* WHAT IS NEEDED *
Everything in the records is to be written out exactly, except the pictures.

<<<<

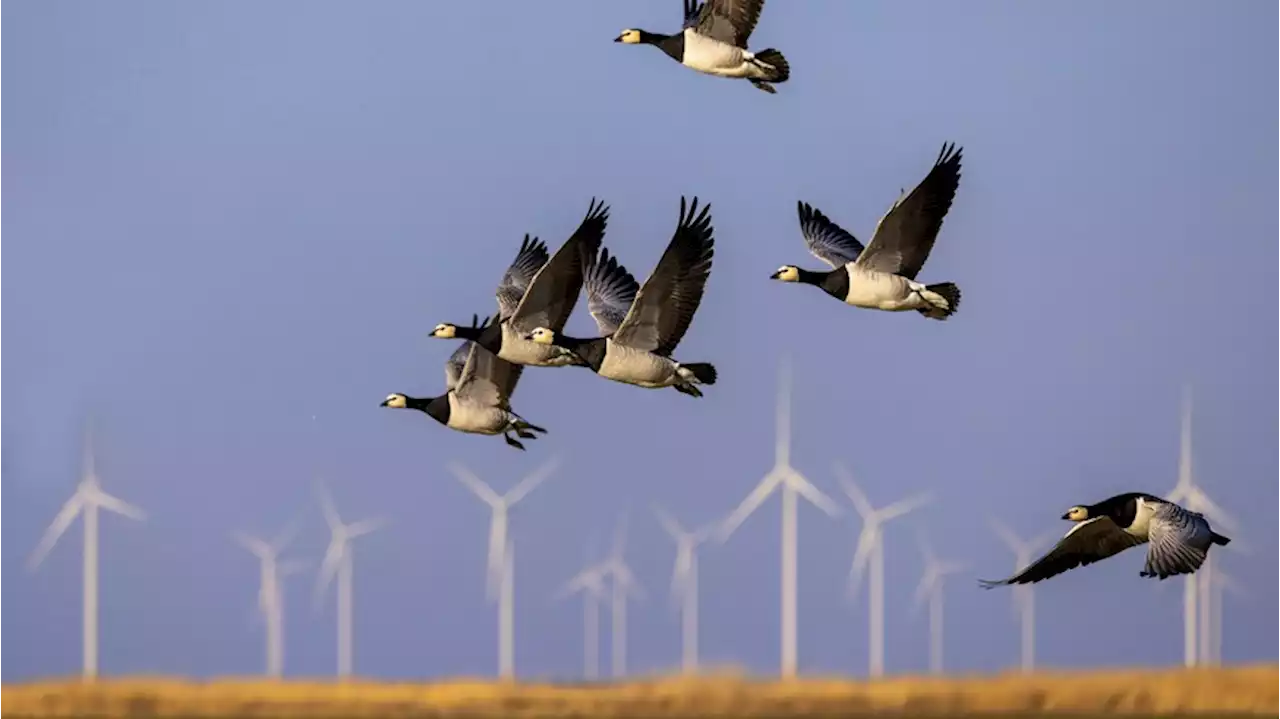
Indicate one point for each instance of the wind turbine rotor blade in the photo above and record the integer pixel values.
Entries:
(668, 523)
(752, 503)
(905, 505)
(805, 489)
(117, 505)
(474, 484)
(366, 527)
(855, 494)
(531, 481)
(328, 568)
(867, 540)
(64, 518)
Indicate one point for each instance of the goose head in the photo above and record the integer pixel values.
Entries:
(787, 274)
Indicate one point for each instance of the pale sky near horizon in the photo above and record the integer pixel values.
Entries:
(228, 229)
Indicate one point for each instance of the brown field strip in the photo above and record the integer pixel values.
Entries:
(1214, 692)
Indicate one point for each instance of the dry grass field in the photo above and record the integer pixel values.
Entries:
(1239, 691)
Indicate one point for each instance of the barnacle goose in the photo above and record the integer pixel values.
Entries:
(713, 41)
(547, 301)
(638, 348)
(882, 274)
(1179, 539)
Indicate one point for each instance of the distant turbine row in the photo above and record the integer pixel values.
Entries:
(1201, 600)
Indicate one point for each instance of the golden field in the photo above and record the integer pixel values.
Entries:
(1156, 692)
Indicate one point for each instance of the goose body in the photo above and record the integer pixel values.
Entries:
(882, 274)
(547, 300)
(639, 335)
(478, 402)
(1178, 540)
(713, 41)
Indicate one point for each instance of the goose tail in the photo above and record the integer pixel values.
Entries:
(775, 65)
(944, 300)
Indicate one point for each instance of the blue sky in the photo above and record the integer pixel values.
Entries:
(228, 229)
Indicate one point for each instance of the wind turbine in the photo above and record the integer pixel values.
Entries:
(684, 582)
(791, 482)
(931, 589)
(871, 554)
(338, 560)
(87, 499)
(590, 582)
(1189, 494)
(499, 568)
(1024, 599)
(270, 594)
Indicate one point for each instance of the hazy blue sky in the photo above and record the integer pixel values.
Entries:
(222, 219)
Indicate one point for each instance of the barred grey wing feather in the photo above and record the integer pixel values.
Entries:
(824, 238)
(664, 305)
(1083, 544)
(553, 292)
(530, 259)
(905, 234)
(1179, 541)
(728, 21)
(609, 292)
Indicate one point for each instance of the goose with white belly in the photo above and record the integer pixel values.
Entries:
(636, 343)
(547, 301)
(479, 402)
(882, 274)
(713, 41)
(1179, 539)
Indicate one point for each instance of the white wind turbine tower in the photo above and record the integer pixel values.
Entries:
(871, 554)
(786, 479)
(1024, 598)
(684, 584)
(590, 582)
(931, 589)
(498, 585)
(1191, 495)
(87, 499)
(270, 594)
(338, 560)
(624, 584)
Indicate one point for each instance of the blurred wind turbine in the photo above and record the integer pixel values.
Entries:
(624, 584)
(499, 569)
(871, 554)
(87, 499)
(931, 589)
(1189, 494)
(1024, 599)
(791, 482)
(684, 582)
(1221, 581)
(338, 560)
(270, 594)
(590, 582)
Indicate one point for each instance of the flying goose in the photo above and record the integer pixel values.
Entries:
(479, 402)
(882, 274)
(1179, 539)
(547, 301)
(713, 41)
(636, 343)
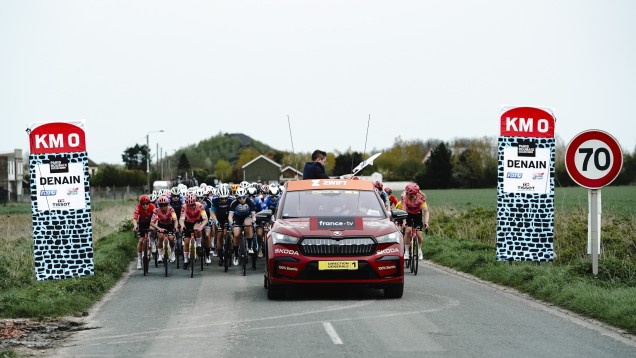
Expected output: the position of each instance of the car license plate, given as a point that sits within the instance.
(337, 265)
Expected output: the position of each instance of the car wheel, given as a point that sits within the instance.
(275, 292)
(394, 291)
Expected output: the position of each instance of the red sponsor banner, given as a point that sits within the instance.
(57, 137)
(527, 122)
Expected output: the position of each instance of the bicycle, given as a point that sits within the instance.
(178, 247)
(165, 245)
(227, 247)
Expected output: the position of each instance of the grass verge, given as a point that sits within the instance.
(465, 241)
(24, 297)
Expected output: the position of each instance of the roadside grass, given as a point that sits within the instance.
(22, 296)
(464, 239)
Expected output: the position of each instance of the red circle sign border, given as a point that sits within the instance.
(616, 153)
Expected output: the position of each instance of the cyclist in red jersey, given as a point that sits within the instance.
(141, 222)
(164, 220)
(193, 219)
(391, 198)
(414, 203)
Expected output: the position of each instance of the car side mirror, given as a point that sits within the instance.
(264, 215)
(397, 214)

>>>>

* EXERCISE RESULT *
Indicate one point for each instance of the wind turbine rotor blade in the photo above and record the integer pixel values.
Entries:
(668, 523)
(752, 503)
(905, 505)
(805, 489)
(117, 505)
(474, 484)
(366, 527)
(855, 494)
(531, 481)
(328, 568)
(867, 540)
(64, 518)
Indicate one point for each instance of the goose head in the photo above and record the integer pixel values.
Entries:
(787, 274)
Indicate one point for each instance of the pale sky near horizon in the photo above and record the integer pixel values.
Entries:
(228, 229)
Indicate one point for each instance of the brown field strip in the photo above and record the integer pixel values.
Entries:
(1214, 692)
Indicate one point for each instance of the dry grass field in the photo above and record the integer pixel values.
Entries:
(1239, 691)
Indicate one point for each instance of the barnacle goose in the photo above and record the integer pixel values.
Entries:
(713, 41)
(547, 301)
(638, 348)
(882, 274)
(1179, 539)
Indicate one point for each instance of the distant turbine row in the photo above and record the integer pixel values.
Entries:
(1201, 600)
Indicate one point for each instance of the golden field in the photo above and record the integer pixel values.
Entries:
(1156, 692)
Indicate one point for each instance of the goose body in the photo above and record the integer pixel values.
Entries:
(882, 274)
(547, 300)
(639, 335)
(478, 402)
(1178, 540)
(713, 41)
Indicate one point for each instance of the goose tail in the photo above and record the integer pixel values.
Entries:
(775, 65)
(944, 300)
Indicate one point for each instance of the blue sky in the photo above and record the integer pixel values.
Entries:
(228, 229)
Indicate one point for each instance of the wind turbine in the photo above and record the integer pixel values.
Entries:
(684, 582)
(791, 482)
(931, 589)
(871, 554)
(338, 560)
(87, 499)
(590, 582)
(1189, 494)
(499, 568)
(1024, 599)
(270, 594)
Indicate one point for each instance of the hazy blue sky in the photo above and record the integer pixel values.
Entries:
(222, 219)
Indicate one point for each instance of the barred grey wing feather in the photo above and record the integer pixel values.
Entries:
(824, 238)
(664, 305)
(1083, 544)
(553, 292)
(530, 259)
(905, 234)
(1179, 541)
(728, 21)
(609, 292)
Indicate one point for each instance of the goose with white belly in the photo above and record the integer pixel values.
Entries:
(636, 343)
(547, 301)
(479, 402)
(882, 274)
(713, 41)
(1179, 539)
Indicate one point for each instance of the white wind turbine tower in the photo above and record the integer pixel values.
Entries:
(871, 554)
(786, 479)
(1024, 598)
(684, 584)
(590, 582)
(931, 589)
(498, 585)
(1191, 495)
(87, 499)
(270, 594)
(338, 560)
(624, 584)
Indicate one point for each instance of the blurred wind turbine in the photo above and record the integer pixel values.
Entries:
(624, 584)
(499, 569)
(871, 554)
(87, 499)
(931, 589)
(1189, 494)
(1024, 599)
(791, 482)
(684, 582)
(1221, 581)
(338, 560)
(270, 594)
(590, 582)
Indicate one point for each instance of the flying goose in the photo above and record the integer pixel values.
Entries:
(479, 402)
(882, 274)
(1179, 539)
(547, 301)
(713, 41)
(636, 343)
Expected output: the position of each instance of the car license plate, given as a point that sits within the instance.
(337, 265)
Expected output: the position of each instance of the car wheel, given as a point that sits within the instance.
(275, 292)
(394, 291)
Expected output: the position of each instance of the red sponsor banner, given as a point that sits within the instance.
(57, 137)
(527, 122)
Expected output: the position of each instance of the bicycle, given as a point that sits within the instance.
(178, 247)
(165, 245)
(227, 247)
Expected output: the position of each instance of the grass verge, given as a point that sits within the instance.
(465, 241)
(24, 297)
Expected output: the position of each instance of the roadside grass, given as a point that sits within the instance.
(22, 296)
(464, 239)
Expected output: the position of each instance of the red circle sign border, given as a point that sits within the instance.
(616, 153)
Expected output: the position of each instance of the cyclist in red jersey, given as a point that sits within the instance.
(141, 222)
(164, 220)
(193, 219)
(391, 198)
(414, 203)
Expected output: the position of each instance of the car side mirror, given as a point that sits within the instance.
(264, 215)
(397, 214)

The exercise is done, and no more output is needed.